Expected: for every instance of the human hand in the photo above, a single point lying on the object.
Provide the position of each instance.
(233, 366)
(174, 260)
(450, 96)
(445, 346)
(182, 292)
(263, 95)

+===+

> What the task requires: Copy the listing above line for line, with no changes.

> Problem solution:
Expected: for every instance of the human hand in the photo above, a single point lying on the object.
Provide the position of each instance.
(233, 366)
(174, 260)
(450, 96)
(445, 346)
(182, 292)
(263, 95)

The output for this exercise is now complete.